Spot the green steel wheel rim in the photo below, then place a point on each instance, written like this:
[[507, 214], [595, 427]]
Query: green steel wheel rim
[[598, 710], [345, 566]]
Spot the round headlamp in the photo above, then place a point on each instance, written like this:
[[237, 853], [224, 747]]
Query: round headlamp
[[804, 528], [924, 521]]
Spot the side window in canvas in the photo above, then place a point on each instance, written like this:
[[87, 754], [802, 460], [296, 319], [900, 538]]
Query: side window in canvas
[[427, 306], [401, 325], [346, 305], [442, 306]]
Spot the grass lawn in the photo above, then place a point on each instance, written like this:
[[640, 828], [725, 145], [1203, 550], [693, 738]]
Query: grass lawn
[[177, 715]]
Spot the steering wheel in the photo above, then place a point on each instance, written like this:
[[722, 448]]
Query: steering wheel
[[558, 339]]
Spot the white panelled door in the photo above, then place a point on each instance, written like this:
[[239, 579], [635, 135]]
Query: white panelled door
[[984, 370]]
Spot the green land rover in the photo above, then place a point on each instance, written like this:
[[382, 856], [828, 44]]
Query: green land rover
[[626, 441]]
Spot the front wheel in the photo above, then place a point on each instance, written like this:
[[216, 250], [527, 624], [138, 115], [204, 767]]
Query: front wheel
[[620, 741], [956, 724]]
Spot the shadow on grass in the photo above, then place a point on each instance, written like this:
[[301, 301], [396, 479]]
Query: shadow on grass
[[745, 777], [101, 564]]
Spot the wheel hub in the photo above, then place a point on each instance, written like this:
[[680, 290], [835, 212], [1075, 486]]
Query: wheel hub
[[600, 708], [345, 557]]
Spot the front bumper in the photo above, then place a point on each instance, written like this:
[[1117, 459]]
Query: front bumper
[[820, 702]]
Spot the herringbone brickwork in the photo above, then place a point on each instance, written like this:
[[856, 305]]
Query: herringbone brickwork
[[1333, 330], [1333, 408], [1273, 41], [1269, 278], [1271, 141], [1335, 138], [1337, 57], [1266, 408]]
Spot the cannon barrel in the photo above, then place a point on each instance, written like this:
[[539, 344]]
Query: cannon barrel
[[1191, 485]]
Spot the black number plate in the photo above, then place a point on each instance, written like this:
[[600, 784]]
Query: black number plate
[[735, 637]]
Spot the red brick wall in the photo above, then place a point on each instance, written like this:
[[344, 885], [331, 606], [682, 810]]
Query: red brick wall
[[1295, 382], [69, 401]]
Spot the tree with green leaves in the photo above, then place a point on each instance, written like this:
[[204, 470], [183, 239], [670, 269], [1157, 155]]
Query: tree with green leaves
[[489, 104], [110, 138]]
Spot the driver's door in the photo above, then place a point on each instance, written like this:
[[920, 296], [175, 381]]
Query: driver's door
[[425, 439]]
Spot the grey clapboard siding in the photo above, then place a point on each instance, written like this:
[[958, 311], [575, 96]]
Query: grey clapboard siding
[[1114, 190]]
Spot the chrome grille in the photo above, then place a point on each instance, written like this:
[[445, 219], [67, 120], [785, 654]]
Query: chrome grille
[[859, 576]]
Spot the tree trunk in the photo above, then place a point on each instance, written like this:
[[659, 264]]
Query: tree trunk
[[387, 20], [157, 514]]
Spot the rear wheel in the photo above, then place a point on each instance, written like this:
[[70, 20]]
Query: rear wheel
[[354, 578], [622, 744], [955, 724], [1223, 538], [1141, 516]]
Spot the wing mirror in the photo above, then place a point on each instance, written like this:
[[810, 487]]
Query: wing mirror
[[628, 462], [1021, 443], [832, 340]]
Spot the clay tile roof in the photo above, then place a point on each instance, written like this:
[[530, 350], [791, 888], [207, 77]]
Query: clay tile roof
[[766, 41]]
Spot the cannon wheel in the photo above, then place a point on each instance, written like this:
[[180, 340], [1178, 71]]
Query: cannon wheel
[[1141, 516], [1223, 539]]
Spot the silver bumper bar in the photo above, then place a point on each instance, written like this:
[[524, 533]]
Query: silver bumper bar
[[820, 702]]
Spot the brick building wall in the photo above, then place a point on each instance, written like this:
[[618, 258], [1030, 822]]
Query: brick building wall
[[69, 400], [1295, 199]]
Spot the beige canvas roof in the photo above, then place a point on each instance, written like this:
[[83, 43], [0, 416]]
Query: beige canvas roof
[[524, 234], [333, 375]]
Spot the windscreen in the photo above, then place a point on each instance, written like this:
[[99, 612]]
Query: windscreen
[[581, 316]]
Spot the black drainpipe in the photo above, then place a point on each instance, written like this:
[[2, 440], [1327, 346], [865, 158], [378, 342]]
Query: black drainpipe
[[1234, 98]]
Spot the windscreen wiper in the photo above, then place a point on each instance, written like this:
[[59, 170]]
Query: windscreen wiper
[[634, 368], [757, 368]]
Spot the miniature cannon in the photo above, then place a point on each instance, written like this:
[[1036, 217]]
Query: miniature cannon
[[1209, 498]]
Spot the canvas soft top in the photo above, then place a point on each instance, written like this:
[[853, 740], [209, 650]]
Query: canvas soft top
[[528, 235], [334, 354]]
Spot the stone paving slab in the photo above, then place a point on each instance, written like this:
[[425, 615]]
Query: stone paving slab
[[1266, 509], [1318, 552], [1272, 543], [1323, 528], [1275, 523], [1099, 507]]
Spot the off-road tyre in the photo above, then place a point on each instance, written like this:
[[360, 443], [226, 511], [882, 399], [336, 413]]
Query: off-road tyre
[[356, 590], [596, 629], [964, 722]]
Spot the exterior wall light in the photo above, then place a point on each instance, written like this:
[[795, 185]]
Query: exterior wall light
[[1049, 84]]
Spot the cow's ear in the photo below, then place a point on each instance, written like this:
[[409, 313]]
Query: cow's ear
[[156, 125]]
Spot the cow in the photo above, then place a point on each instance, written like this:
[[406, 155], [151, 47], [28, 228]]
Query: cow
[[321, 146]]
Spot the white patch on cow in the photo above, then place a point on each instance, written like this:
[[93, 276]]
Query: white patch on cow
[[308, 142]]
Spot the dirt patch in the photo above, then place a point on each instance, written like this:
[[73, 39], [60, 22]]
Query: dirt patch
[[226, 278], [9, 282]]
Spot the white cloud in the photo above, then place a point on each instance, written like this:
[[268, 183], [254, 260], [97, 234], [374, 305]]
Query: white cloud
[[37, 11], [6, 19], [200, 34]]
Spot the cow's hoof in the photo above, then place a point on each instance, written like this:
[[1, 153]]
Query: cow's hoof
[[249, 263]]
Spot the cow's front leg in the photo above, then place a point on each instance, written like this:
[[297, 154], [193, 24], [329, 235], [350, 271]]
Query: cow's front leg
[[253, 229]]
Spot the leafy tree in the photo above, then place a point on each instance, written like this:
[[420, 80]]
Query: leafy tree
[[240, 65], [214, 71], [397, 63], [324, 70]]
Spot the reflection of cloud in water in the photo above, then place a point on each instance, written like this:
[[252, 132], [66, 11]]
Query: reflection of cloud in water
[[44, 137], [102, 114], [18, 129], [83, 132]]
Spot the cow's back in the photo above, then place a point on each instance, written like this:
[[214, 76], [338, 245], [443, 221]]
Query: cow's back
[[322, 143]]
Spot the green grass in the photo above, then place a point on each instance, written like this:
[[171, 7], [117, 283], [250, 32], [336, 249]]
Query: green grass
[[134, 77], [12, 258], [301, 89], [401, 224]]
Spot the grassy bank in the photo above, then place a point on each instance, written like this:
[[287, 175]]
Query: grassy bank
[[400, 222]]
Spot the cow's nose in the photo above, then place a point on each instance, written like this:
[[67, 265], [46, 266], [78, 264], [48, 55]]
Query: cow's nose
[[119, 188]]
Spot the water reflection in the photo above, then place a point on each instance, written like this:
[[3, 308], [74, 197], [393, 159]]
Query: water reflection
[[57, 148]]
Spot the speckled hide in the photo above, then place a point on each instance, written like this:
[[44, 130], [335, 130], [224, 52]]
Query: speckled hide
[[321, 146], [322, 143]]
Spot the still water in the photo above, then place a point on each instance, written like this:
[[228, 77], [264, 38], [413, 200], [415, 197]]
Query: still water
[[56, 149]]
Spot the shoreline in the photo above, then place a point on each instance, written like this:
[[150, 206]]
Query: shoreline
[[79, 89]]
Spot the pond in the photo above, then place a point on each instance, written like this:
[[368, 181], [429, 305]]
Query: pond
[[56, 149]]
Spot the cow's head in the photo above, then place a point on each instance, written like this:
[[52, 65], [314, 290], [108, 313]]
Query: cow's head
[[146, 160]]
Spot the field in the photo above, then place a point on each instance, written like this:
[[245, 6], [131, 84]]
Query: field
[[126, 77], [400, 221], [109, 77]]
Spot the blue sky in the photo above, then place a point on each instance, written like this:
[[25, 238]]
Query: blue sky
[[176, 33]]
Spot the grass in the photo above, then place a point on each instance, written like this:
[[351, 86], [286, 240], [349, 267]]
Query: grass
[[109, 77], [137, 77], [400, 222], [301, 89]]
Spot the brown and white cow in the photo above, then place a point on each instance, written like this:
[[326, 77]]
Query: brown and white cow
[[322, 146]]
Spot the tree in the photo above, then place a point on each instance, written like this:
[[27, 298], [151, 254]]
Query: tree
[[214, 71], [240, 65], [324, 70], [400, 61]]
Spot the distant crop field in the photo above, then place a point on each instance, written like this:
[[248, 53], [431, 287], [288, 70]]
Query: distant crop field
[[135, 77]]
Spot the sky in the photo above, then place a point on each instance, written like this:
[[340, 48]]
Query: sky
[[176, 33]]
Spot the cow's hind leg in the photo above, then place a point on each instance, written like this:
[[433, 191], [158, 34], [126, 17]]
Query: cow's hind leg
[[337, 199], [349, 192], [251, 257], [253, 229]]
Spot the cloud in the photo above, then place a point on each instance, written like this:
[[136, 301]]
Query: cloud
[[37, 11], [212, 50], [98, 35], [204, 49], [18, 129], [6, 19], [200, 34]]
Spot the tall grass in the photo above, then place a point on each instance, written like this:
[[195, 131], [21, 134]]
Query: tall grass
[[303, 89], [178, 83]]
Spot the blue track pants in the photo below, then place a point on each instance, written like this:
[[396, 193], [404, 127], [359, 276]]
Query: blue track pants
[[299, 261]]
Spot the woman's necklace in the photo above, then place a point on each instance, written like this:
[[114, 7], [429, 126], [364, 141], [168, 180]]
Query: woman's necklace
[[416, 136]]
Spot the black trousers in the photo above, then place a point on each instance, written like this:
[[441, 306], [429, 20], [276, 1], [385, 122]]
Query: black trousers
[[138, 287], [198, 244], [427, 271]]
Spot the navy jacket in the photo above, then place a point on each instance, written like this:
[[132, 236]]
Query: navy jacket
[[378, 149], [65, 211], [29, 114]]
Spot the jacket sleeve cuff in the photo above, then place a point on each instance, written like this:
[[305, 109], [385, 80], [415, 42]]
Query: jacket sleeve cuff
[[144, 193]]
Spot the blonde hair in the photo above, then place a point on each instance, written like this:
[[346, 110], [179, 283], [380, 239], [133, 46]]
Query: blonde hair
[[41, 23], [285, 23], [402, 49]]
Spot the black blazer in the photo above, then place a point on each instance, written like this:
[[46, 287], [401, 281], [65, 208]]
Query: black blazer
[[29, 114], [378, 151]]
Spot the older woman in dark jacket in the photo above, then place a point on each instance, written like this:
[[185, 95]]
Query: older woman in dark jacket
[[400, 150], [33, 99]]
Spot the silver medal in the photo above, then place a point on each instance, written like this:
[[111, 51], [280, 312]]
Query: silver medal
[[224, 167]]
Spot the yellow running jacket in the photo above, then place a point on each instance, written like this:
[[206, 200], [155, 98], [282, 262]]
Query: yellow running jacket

Stated exercise
Rescale the stretch from the line containing "Spot the distant" through the line containing "[[299, 261]]". Repeat every line, multiplying each coordinate in the answers by 1.85 and rounding to whole numbers with halves rounded up, but leave the sample coordinates after "written like this:" unchanged and give only these lines.

Correct answer
Spot the distant crop field in the photo above, then place a point on each instance, written like this:
[[248, 53], [431, 287], [288, 70]]
Query: distant crop field
[[250, 142]]
Spot the sky in the photo above, then place a point on each instance, written like this:
[[340, 48]]
Query: sky
[[326, 61]]
Spot the cow's hind leg in the photo above, then place a point on each instance, written like this:
[[433, 191], [158, 34], [126, 17]]
Query: cow's hind leg
[[623, 368], [646, 355], [464, 475], [468, 424]]
Spot the cloud in the photo above, then place a point on each instance, written like this:
[[136, 301]]
Query: cloud
[[68, 20], [392, 93], [181, 65], [377, 91], [33, 239], [11, 35], [370, 63]]
Spot the tall grass in the photo above, then place a point on each instance, written like this:
[[195, 131], [21, 134]]
Query: tall grass
[[561, 165], [329, 154]]
Spot the blue track pants in the photo below, then place a point on each instance, written like this:
[[396, 193], [404, 127], [359, 276]]
Query: blue track pants
[[553, 483]]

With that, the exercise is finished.